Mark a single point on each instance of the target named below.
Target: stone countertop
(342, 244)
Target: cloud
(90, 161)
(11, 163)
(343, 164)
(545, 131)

------------------------------------

■ WHAT IS BEING ASKED ■
Repeat each of the entries above precisely as given.

■ YOUR RESPONSE ■
Mark a single point on each instance of the target named below.
Target: stone countertop
(342, 244)
Target: cloud
(90, 161)
(11, 163)
(343, 164)
(545, 131)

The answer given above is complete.